PAGE EXCERPT:
'''
Having discovered egregious examples of Beijing’s interference in our politics we passed, with bipartisan support, tough legislation against foreign interference. Beijing hated that. To safeguard the diaspora community from Beijing’s interference, our parliament refused to ratify a proposed extradition treaty. Beijing was nearly livid over this.
On foreign policy, Beijing hated our support for the legitimacy of the Permanent Court of Arbitration, which ruled that China’s claims and actions in the South China Sea were without merit and illegal. It would love to weaken our alliance with the US.
On domestic political speech, Beijing tries to coerce voices critical of Chinese communism at our universities. It tried to prevent the screening of a film sympathetic to Uighur leader Rebiya Kadeer. Privately it tries, absurdly, to hold the Morrison government politically responsible for the tone and content of independent media commentators and backbenchers when they talk of China.
No Australian government should censor political debate in this country. Thank God US President Donald Trump, and before him George W. Bush, never exhibited such sensitivities. And of course the Chinese populist press such as the Global Times, which is controlled by the Chinese government, runs rancid campaigns of abuse of Australia.
The point of this little recitation, far from comprehensive, of the relationship’s woes is this. No self-respecting Australian government could possibly have taken a different view on any of these matters.
All the decisions cited here had bipartisan support in Australia. But it is these real matters of substance, not some question of alleged tonal imperfection on the part of the Morrison government, which have caused the problems. Unless we are willing to give up our national independence, we are bound to have problems with Beijing.
Of course, any Australian government still has the responsibility to manage the relationship with Beijing as well and as calmly as it can. Which is why Morrison, Foreign Minister Marise Payne and the other senior ministers have consistently spoken in measured, neutral, almost technocratic terms in their advocacy of an independent review into the origins and spread of COVID-19.
'''
DIRECTIONS FOR THIS TASK:
Continue the commentary on Australia's relations with Beijing, picking up after its final sentence about the call for an independent review into COVID-19.

LISTED RECORDS:
'''
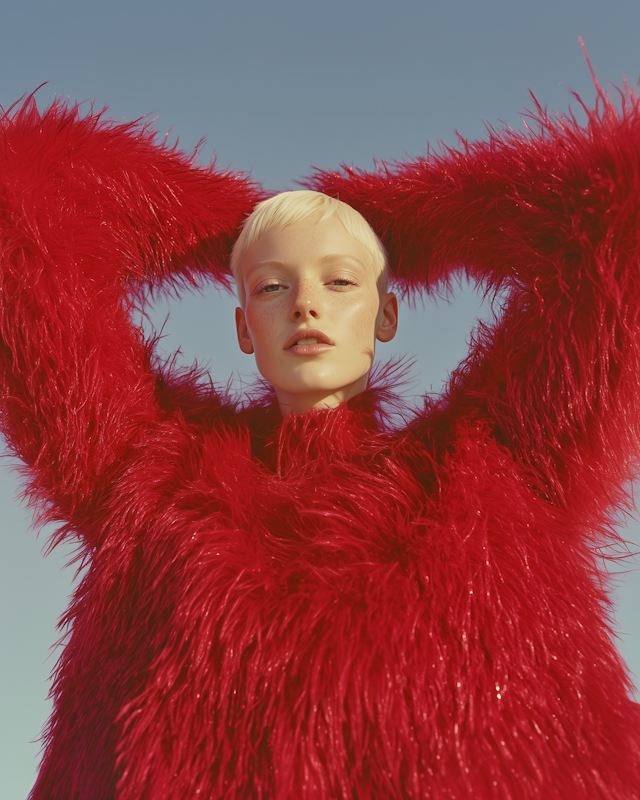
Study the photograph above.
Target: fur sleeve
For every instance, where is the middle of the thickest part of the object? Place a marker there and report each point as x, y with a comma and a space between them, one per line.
90, 210
549, 218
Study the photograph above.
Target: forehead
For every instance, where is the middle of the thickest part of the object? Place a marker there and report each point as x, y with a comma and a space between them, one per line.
306, 243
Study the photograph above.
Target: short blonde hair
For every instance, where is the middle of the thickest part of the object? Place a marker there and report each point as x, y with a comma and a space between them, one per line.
288, 208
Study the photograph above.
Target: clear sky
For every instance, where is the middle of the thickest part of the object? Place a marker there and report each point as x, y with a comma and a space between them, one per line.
277, 87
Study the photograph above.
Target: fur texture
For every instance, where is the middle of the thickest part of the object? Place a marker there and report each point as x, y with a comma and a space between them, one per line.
324, 607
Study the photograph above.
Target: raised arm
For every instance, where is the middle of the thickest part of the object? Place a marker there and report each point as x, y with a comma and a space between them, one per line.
91, 210
551, 219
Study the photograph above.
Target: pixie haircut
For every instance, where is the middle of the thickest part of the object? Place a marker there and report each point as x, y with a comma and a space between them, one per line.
288, 208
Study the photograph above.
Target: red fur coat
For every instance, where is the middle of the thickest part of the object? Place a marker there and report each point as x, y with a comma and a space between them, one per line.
326, 607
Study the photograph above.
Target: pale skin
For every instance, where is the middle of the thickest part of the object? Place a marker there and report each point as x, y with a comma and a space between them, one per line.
313, 312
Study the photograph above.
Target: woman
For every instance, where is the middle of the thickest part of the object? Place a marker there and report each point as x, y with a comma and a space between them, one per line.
289, 600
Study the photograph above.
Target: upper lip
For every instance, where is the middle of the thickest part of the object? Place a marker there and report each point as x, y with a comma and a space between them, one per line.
307, 333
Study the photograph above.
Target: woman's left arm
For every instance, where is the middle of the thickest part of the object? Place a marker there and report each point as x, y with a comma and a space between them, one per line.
551, 220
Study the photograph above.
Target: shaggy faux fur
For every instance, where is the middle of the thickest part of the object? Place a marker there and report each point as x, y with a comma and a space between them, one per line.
325, 608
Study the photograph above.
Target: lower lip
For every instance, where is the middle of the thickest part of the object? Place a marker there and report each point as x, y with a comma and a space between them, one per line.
309, 349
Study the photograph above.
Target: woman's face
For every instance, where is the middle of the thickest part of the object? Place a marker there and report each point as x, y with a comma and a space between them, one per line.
313, 313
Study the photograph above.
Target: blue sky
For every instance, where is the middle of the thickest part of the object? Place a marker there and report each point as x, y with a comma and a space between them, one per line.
276, 88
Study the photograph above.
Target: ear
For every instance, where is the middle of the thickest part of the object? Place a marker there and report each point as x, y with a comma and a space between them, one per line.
387, 318
244, 337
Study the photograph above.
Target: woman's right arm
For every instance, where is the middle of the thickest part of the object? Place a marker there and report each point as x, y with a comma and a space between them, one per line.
90, 211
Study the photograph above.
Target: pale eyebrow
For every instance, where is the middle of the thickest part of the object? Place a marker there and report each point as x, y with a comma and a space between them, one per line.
342, 257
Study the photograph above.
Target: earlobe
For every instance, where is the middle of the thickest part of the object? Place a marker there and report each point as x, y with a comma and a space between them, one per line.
388, 325
244, 337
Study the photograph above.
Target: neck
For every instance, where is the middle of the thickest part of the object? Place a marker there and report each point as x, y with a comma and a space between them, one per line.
300, 403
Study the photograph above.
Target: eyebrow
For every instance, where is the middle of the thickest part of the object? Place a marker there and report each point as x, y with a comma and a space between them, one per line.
276, 262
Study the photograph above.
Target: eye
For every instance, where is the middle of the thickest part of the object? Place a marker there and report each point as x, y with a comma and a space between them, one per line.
269, 288
342, 282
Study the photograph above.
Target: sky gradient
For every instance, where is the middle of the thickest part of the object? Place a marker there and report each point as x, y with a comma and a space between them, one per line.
278, 88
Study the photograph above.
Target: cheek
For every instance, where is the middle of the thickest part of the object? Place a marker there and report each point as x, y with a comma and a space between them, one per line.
361, 319
261, 324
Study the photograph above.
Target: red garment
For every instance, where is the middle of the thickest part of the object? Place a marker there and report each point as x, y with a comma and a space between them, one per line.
324, 607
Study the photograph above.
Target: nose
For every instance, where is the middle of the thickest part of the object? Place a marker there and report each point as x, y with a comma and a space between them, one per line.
305, 302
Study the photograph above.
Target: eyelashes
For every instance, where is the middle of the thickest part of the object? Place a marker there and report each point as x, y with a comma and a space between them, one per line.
274, 287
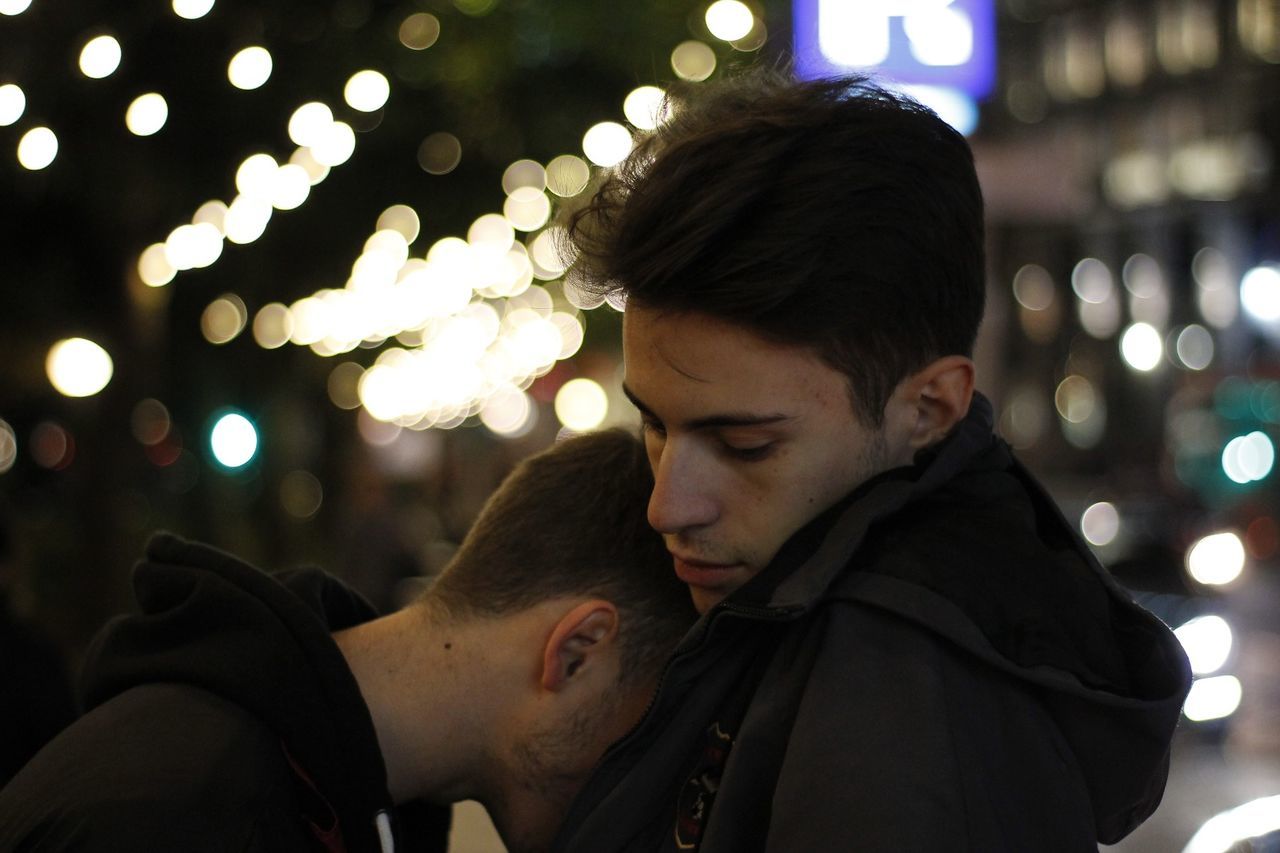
'''
EXERCISE OUTPUT:
A critical point is that comprehensive, pre-emptive kow-towing does not guarantee you a quiet life either, as New Zealand amply demonstrates. Over the past decade, Wellington has abandoned almost all principle on issues such as human rights, foreign policy, even much of foreign interference. Yet its recent timid suggestion that there could be some value in Taiwan, which has handled the COVID-19 crisis brilliantly, participating in the World Health Organisation, has earned it furious denunciation from Beijing.
The criticism of the Morrison government on the proposed coronavirus inquiry is misplaced and serves Beijing’s interests. Why didn’t Canberra have more support lined up in advance? In fact, within days of the Morrison government initiative, the EU unanimously proposed its own similar initiative.
Beijing itself has now agreed in principle that there must be an international inquiry. Given that Canberra is not prescriptive about the form this takes, Beijing’s position is now in fact the same as Canberra’s. It is punishing us just for speaking out of turn.
Morrison furnished genuine, needed international leadership in what should be an unexceptional initiative, to inquire into the greatest pandemic disaster of our time. He has rejected Trump’s conspiracy theory about the virus beginning in the Wuhan Institute of Virology. This is solid, independent, good policy from Canberra. Those Australians who think it all shamefully provocative really want to give Beijing enormous power over our actions, thoughts and words. That’s wrong.